Менее формальным образом, в сопровождении лишь нескольких личных слуг, Генрих навещал живописный замок Шенонсо, свой подарок Диане де Пуатье. Приобретенный Франциском I в 1536 году, Шенонсо стоял рядом с мельницей у моста через реку Шер, приток Луары. Личность Дианы де Пуатье отпечаталась здесь повсеместно, а портрет Дианы в облике богини-охотницы кисти Приматиччо был удостоен чести оказаться в королевской спальне. Диана приказала разбить сады во французском стиле, хотя впоследствии Екатерина Медичи добавила сад в итальянском стиле и построила мост через реку. Таким мы видим замок сейчас, но даже вместе с изменениями, внесенными Екатериной, Шенонсо по-прежнему — замок Дианы.
Генрих имел репутацию человека, смущавшегося во время беседы с дамами, но Диана говорила с ним как с мужчиной, и в Шенонсо он приезжал, не только чтобы навестить ее, но и выслушать ее советы. Он часто приезжал и в замок Ане, принадлежавший лично Диане и находившийся примерно в пятидесяти милях от Парижа. Замок построил в соответствии с ее пожеланиями Филибер д’Орме; он представлял собой одновременно храм Дианы и загородный дворец. Окружающее замок поместье было распланировано с неменьшим тщанием, и согласно Брантому «для короля то был земной рай — таинственные укромные уголки среди деревьев, предназначенные для любовных секретов, обширный зеленый ковер для охоты и верховой езды и гряда холмов, закрывавшая его от нескромных взглядов любопытных — поистине рказочный замок».

########

ЗАДАНИЯ -
a) Изложите отрывок о Генрихе и Диане де Пуатье в двух предложениях.
b) Соберите все строки записей, в которых есть слово «shirt», с учетом регистра букв.

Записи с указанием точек
########

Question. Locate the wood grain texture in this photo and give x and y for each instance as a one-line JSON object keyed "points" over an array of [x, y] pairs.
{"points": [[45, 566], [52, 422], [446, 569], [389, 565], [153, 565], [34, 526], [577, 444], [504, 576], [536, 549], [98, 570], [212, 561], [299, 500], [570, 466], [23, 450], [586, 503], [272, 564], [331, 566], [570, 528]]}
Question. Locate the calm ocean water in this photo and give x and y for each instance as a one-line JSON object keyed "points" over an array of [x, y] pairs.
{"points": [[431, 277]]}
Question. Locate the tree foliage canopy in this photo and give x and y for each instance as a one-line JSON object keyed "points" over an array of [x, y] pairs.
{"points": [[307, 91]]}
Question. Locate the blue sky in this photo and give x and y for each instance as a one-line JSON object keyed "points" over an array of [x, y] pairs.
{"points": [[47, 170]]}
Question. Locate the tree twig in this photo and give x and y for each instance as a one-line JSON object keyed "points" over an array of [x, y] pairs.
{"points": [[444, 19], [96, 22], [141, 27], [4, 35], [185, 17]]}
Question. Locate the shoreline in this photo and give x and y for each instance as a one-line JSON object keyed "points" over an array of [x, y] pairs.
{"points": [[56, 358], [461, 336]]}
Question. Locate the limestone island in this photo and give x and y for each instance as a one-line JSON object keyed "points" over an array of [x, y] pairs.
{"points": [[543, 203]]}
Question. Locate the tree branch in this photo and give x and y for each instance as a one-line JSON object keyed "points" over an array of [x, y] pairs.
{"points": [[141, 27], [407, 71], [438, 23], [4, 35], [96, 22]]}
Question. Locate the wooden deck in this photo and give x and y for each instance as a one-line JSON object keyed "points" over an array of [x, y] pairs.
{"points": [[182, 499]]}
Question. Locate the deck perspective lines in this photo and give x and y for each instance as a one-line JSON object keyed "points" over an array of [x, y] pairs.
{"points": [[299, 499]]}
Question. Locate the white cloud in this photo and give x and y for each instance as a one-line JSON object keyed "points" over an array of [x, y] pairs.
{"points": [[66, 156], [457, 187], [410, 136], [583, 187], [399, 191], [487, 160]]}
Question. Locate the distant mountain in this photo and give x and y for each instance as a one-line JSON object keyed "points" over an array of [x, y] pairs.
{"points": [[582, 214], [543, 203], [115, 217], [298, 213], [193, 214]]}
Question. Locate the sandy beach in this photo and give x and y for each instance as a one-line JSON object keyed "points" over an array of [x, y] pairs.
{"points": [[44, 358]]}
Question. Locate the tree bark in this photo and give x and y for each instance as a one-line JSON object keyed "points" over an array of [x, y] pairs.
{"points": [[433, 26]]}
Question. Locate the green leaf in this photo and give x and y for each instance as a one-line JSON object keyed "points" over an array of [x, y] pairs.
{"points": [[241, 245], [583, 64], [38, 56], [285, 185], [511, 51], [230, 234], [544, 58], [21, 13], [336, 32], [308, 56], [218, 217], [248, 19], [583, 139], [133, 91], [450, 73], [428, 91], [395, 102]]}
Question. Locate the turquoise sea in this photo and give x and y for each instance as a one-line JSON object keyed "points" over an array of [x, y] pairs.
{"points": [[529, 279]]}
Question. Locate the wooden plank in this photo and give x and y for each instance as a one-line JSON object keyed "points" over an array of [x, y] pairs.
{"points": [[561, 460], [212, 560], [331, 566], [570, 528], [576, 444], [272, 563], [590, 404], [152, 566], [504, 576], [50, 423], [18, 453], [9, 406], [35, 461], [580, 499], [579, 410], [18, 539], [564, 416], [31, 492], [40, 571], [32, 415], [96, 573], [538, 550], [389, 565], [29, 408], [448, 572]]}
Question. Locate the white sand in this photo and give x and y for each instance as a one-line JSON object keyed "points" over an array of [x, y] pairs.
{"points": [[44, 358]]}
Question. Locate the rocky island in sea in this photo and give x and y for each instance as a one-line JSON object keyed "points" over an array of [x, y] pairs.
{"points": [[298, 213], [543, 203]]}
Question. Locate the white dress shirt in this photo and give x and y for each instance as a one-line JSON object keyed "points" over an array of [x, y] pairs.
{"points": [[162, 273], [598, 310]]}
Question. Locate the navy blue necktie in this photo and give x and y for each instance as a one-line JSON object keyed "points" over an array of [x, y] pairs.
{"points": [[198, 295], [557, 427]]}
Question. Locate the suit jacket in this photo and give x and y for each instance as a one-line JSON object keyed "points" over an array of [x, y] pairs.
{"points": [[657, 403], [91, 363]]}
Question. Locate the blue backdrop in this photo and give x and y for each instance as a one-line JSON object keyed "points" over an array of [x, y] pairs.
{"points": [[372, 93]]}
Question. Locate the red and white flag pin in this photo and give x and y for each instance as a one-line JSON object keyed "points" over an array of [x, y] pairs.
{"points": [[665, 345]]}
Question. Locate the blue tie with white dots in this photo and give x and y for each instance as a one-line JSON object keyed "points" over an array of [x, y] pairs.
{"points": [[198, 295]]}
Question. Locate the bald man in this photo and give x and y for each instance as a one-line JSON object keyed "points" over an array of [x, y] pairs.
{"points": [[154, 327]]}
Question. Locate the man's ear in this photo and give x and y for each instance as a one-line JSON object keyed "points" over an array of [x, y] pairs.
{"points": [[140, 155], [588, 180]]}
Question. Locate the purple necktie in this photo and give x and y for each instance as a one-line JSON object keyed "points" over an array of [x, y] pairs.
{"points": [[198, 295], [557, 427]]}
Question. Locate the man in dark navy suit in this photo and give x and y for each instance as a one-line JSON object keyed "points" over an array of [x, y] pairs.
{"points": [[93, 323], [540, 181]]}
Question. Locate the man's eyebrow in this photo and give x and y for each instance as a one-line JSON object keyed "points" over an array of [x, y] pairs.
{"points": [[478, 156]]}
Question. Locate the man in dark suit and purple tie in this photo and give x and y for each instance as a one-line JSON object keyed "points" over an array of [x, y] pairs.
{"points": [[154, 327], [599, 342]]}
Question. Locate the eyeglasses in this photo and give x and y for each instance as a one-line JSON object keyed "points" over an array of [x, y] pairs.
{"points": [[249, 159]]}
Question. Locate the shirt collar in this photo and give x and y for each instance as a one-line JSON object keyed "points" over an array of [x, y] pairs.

########

ОТВЕТЫ К УПРАЖНЕНИЮ -
a) Генрих навещал замок Шенонсо, свой подарок Диане де Пуатье, и, хотя Екатерина Медичи позже добавила сад в итальянском стиле и мост через реку, Шенонсо по-прежнему остается замком Дианы. Генрих приезжал к Диане и за ее советами, а также часто бывал в ее замке Ане, который Филибер д’Орме построил в соответствии с ее пожеланиями.

b)
Question. Locate the white dress shirt in this photo and give x and y for each instance as a one-line JSON object keyed "points" over an array of [x, y] pairs.
Question. Locate the shirt collar in this photo and give x and y for each instance as a one-line JSON object keyed "points" over an array of [x, y] pairs.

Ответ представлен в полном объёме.